◆ TEXT PASSAGE ◆
Israel’s West Bank Barrier: Semantics on the Internet

Jayyus, Qalqiliya, August 2003. (PENGON/Anti-Apartheid Wall Campaign)


In a presentation on the Jewish Agency for Israel’s website, entitled “The Security Fence - Hopes and Fears: A Drama in Six Episodes” — found at www.jafi.org.il/education/actual/conflict/fence/ — the report’s author, Steven Klein, conducted a December 2003 Google survey into the frequency of terminology used to describe Israel’s Wall, typing in different terms and logging the number of Google hits returned for each.

Klein’s stated methodology for discovering “the most deserving term” for Israel’s Wall is which term “enjoys the most common use” as evidenced by Google, a dubious quantity-oriented way of resolving semantic issues, particularly when one considers the number of online retailers worldwide selling “security fences” to homes and businesses that turn up in the results and whose current product catalogs do not feature any “Apartheid Walls”.

For the term “Separation Fence”, an article on EI’s site was returned as the first hit. Amazingly, Klein follows the entry from EI with the note: “Do not use this propaganda site from an unprotected computer — it will register your IP address.”

An expert on webservers thanks to his 10 minutes on Google, Klein apparently doesn’t realise that all webservers use IP addresses as the way they deliver pages to visitors. All but a handful of webservers on the planet by default maintain server logs which record IP addresses as a matter of course, as well as the time and date that each file was requested. The purpose of this is to provide webmasters with an overview of general visitor patterns in order to gauge a site’s success and avoid server overloads during busy periods, identify popular areas of the site to develop further, discover broken links, and a variety of other banal administrative functions.

◆ LISTED ENTRIES ◆
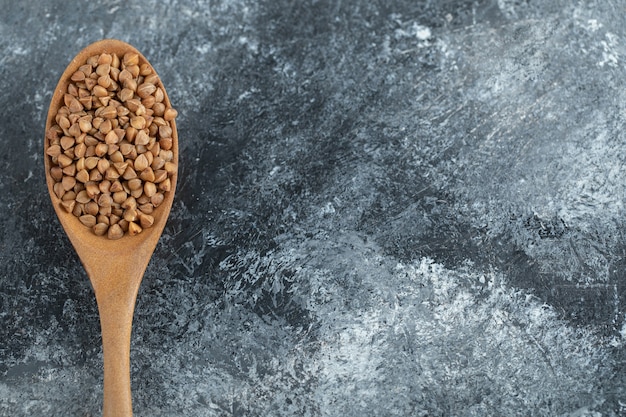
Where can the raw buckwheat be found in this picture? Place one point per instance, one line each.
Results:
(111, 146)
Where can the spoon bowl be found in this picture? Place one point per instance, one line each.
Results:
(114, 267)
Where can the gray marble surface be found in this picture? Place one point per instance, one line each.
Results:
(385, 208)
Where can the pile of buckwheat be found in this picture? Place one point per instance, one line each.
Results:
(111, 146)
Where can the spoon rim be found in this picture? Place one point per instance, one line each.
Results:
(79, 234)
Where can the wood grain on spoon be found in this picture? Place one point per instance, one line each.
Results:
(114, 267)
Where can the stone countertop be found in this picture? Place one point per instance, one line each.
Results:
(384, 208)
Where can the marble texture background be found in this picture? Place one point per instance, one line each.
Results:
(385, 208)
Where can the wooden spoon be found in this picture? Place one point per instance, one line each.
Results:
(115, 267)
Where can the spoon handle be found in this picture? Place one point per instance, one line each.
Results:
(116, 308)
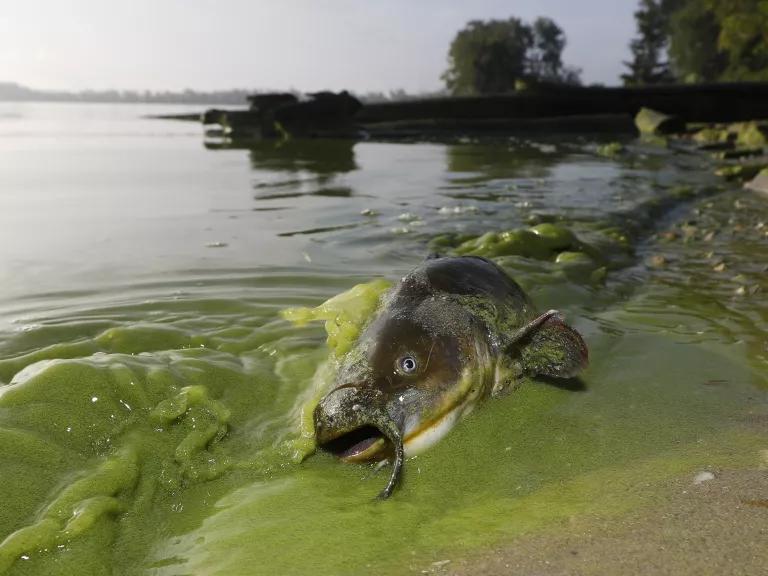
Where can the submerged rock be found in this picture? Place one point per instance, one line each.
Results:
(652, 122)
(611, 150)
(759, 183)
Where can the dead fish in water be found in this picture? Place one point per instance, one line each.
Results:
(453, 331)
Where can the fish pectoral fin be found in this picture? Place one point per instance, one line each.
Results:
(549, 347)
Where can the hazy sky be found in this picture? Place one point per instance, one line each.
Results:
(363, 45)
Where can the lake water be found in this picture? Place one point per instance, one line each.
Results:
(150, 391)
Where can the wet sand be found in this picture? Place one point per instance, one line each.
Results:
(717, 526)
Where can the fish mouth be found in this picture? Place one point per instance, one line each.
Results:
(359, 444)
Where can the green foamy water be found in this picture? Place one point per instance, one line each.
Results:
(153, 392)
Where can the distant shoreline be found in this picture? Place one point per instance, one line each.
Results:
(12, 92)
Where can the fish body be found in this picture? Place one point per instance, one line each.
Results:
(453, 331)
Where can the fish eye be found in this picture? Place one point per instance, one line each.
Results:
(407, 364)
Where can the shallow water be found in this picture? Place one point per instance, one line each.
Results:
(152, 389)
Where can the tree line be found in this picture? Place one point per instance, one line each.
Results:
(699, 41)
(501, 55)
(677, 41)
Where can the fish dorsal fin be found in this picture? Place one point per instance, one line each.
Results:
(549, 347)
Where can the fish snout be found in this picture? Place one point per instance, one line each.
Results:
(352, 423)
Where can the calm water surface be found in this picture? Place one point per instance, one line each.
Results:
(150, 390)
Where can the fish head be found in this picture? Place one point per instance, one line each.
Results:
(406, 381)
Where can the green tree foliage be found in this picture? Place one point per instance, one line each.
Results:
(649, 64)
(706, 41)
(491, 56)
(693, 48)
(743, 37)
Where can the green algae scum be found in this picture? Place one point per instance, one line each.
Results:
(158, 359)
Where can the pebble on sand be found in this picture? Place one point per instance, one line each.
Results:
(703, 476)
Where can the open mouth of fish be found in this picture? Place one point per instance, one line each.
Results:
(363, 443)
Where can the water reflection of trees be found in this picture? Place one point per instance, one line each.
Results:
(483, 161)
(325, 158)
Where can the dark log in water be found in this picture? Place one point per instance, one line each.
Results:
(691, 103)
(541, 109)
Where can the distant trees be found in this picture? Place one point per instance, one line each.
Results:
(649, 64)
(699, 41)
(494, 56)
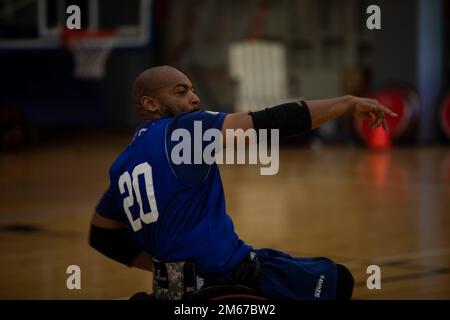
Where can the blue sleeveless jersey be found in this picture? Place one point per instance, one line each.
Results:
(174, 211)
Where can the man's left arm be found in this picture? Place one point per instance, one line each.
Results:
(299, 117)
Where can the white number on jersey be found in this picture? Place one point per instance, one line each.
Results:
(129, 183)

◆ WHAT YOU WILL DO ◆
1. List the specific purposes of server logs that the West Bank barrier article names.
2. Resume the article on the West Bank barrier and its terminology, picking up right after its final sentence.
You can complete this work without consulting the records.

◆ ANSWERS TO THE EXERCISES ◆
1.
- Giving webmasters an overview of general visitor patterns to gauge a site's success
- Avoiding server overloads during busy periods
- Identifying popular areas of the site to develop further
- Discovering broken links

2.
None of this logging personally identifies any visitor but rather anonymously tracks what are essentially the website’s “Greatest Hits”. Webserver logs on high traffic sites like EI see millions of lines added each week and are deleted every few months to conserve space.

The very notion that any maintainers of a news website based in the United States would have the inclination to violate the privacy of their site’s visitors who they are trying to encourage to return or — most pertinently — would have access to ISP customer records in order to match IP addresses with real names is plainly silly. EI is not the FBI, just a small group of people running an information site on a total budget one can be sure is less than Klein’s annual salary.

The webserver statistics program on the Jewish Agency’s website.

Perhaps Klein does understand all of this but wishes to frighten visitors to the Jewish Agency website away from alternative information sources such as EI. In either case, his paranoia-spreading has an ironic twist.

Most webserver statistic programs output their results to a URL on the site whose statistics are being measured. Through guessing common URLs for standard statistics programs, EI was able to browse an October 2000 archive of webserver statistics for the Jewish Agency website on which the article was published. The statistics include a “unique users” statistic, a measurement impossible without the same logging of IP addresses that Klein portrays as insidious.

The final irony is found in Klein’s playing on “security” fears to discourage visitors from seeing EI’s site for themselves, which parallels Israel’s use of the same argument to stop people looking closely at what Israel’s barrier actually does on the ground.

In any case, it is instructive to see what usage the various terms for the Wall are currently returning on Google since Klein’s article was published on 24 December 2003.

Term used to describe barrier Klein’s Google Search, 24 December 2003 % EI’s Google Search, 2 March 2004 %
Security Fence 25,300 29 92,300 32
Security Barrier 14,100 16 41,900 14
Apartheid Wall 13,300 15 44,600 15
Security Wall 12,300 14 40,400 14
Separation Wall 8,730 10 30,800 11
Separation Barrier 7,330 8 17,500 6
Separation Fence 5,990 7 19,300 7
Terror Prevention Fence n/a n/a 664 n/a
Anti-Terrorist Fence n/a n/a 1,050 n/a
Totals 87,050   290,800 (+334%)  

Note: Google is an extremely active search engine, indexing large numbers of new webpages and deleting dead links from its database each day. Results for search terms above will vary considerably over time.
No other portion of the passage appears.